Given instruction A
Reproduce word for word the part of the passage on Mozart's Menuet K355 from "The Piano Menuet" to "of dating games.".
Given instruction B
Answer these questions using the passage on Mozart's Menuet K355:
(i) How many measures long is the composition?
(ii) Who first published the piece, and in what year?
(iii) In what key is the Trio that Maximilian Stadler added?
----- Excerpted passage -----
The Piano Menuet K355: An Interesting Study
One of my favorite pastimes is researching why different scholars have dated a Mozart piece to one time or another, or why one believes a piece is authentic while another is convinced there is no way it is a Mozart composition. Sometimes the lesser known the composition, the more differing opinions there are. One of the more interesting in this category is the Menuet in D for Piano K355.
An autograph for this 44 measure composition has never been known, it is never mentioned in any correspondence of the Mozart family and is not listed in Mozart's work catalogue. A perfect composition for all sorts of dating games.
The piece was first published in 1801 by T. Mollo & Co. in Vienna as "Menuetto avec Trio pour le Piano-Forte par W.A. Mozart et M. Stadler". Constanze's musical adviser, Maximilian Stadler, added a b-minor Trio to the Menuet for this edition, which was omitted in later editions.
----- Items -----
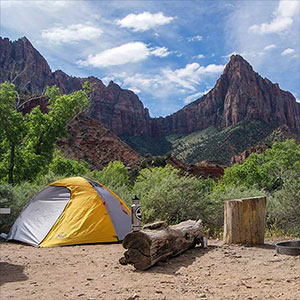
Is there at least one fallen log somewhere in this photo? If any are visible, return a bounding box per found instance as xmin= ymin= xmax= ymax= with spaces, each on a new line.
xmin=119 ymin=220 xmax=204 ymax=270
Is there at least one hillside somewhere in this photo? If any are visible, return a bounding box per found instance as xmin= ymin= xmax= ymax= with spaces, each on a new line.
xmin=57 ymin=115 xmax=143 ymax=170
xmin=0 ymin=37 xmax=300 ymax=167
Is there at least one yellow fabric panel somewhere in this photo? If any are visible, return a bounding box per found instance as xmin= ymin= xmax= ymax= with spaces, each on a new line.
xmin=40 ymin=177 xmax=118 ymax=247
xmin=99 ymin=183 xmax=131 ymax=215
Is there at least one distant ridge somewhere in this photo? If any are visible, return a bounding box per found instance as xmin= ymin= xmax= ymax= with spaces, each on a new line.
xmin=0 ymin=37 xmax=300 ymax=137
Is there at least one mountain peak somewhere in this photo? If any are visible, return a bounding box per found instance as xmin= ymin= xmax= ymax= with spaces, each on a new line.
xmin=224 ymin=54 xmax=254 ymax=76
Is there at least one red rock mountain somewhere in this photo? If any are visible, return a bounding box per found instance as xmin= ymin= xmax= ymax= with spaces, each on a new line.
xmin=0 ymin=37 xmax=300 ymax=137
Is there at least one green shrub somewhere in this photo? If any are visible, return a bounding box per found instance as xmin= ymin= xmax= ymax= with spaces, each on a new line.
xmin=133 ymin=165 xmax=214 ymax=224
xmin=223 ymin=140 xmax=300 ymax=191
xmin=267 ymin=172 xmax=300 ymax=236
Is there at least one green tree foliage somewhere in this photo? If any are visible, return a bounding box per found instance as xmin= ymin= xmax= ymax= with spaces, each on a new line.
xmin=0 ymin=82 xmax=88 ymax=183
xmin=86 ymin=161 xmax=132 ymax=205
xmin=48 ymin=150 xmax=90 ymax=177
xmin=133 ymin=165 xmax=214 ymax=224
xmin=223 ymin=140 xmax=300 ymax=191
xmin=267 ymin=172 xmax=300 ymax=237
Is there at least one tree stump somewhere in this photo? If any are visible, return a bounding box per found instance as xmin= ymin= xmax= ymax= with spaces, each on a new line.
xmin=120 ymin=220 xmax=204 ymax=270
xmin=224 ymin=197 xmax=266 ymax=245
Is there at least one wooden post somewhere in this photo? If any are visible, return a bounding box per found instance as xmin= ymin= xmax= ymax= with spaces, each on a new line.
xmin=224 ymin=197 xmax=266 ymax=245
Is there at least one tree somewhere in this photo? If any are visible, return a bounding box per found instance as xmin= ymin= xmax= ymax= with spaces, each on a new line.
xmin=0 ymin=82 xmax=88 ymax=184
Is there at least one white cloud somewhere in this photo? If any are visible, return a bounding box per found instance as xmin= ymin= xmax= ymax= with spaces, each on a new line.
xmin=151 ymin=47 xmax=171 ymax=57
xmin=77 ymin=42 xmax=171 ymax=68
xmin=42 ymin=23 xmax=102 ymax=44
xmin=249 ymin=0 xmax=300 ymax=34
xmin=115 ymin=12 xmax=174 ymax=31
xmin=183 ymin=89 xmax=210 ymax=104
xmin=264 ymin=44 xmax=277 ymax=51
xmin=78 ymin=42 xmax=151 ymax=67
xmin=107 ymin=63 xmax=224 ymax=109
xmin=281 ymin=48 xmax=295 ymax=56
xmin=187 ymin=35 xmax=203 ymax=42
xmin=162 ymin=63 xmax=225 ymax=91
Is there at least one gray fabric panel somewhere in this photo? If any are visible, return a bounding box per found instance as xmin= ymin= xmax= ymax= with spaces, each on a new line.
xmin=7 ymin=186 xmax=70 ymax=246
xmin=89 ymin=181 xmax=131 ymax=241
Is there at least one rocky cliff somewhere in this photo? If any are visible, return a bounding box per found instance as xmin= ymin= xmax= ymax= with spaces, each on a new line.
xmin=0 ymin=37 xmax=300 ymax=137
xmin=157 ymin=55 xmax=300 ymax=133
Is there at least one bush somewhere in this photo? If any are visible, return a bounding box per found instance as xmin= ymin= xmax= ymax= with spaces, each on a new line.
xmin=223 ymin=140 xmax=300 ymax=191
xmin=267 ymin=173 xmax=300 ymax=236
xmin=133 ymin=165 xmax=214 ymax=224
-----
----- Items -----
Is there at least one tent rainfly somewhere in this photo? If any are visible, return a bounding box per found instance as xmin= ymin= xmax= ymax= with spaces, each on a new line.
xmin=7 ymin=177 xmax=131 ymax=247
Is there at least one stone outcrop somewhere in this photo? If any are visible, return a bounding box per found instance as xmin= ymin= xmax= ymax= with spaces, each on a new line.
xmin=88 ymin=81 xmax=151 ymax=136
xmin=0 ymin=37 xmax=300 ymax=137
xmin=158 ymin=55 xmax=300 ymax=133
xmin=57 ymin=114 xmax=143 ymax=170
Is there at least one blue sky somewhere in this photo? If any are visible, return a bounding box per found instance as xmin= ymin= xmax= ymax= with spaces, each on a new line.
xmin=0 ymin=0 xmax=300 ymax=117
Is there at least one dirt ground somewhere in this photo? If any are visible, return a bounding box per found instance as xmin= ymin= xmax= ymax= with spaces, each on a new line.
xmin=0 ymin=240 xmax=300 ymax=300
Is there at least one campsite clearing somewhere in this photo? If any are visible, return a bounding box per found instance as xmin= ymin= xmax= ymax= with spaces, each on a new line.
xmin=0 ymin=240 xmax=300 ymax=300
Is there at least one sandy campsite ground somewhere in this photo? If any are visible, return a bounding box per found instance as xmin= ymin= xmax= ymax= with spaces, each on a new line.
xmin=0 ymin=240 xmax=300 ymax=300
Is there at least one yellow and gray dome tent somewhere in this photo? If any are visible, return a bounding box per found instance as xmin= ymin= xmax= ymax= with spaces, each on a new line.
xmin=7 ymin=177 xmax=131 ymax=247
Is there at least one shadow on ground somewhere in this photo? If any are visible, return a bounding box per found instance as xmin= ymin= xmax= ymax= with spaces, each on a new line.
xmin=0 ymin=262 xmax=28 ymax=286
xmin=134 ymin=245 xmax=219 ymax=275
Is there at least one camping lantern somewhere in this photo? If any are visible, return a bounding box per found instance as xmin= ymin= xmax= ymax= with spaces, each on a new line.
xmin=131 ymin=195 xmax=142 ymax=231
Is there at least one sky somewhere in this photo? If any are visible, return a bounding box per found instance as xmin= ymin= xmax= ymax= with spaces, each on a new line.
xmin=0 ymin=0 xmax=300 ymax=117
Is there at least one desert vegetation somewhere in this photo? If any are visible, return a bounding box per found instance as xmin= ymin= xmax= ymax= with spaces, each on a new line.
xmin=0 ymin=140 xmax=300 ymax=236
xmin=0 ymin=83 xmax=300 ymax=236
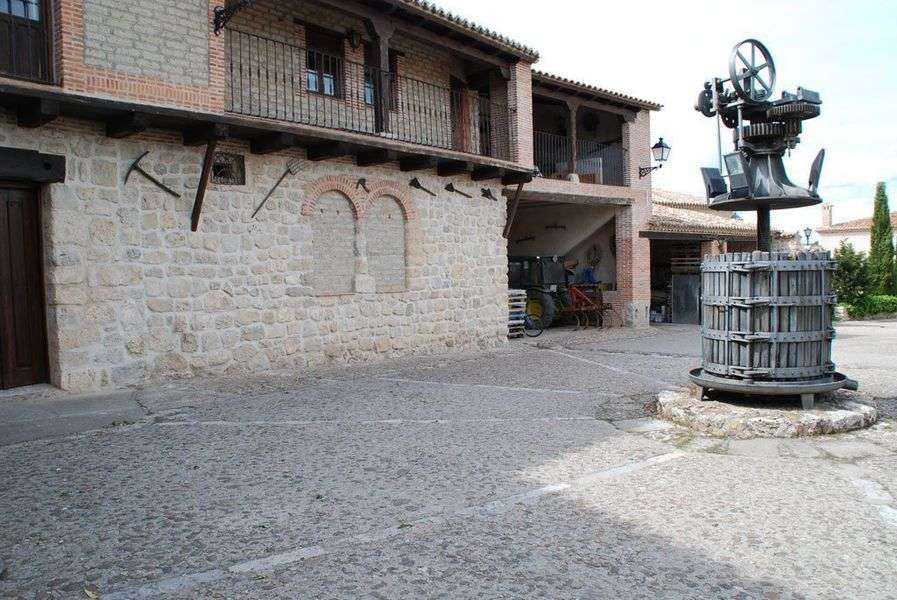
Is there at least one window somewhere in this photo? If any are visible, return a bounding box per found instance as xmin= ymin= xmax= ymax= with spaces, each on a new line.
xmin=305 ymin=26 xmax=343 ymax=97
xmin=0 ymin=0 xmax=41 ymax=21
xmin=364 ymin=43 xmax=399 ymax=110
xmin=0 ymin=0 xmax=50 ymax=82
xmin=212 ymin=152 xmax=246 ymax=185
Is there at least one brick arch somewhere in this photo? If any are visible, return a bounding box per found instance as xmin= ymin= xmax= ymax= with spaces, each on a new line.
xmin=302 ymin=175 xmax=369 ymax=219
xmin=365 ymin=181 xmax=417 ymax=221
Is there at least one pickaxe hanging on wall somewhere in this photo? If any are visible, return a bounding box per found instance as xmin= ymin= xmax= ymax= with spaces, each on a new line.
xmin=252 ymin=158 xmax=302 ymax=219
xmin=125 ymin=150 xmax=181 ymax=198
-----
Final answer A
The Piano Menuet K355: An Interesting Study
One of my favorite pastimes is researching why different scholars have dated a Mozart piece to one time or another, or why one believes a piece is authentic while another is convinced there is no way it is a Mozart composition. Sometimes the lesser known the composition, the more differing opinions there are. One of the more interesting in this category is the Menuet in D for Piano K355.
An autograph for this 44 measure composition has never been known, it is never mentioned in any correspondence of the Mozart family and is not listed in Mozart's work catalogue. A perfect composition for all sorts of dating games.

Final answer B
(i) 44 measures
(ii) T. Mollo & Co. in Vienna, in 1801
(iii) B minor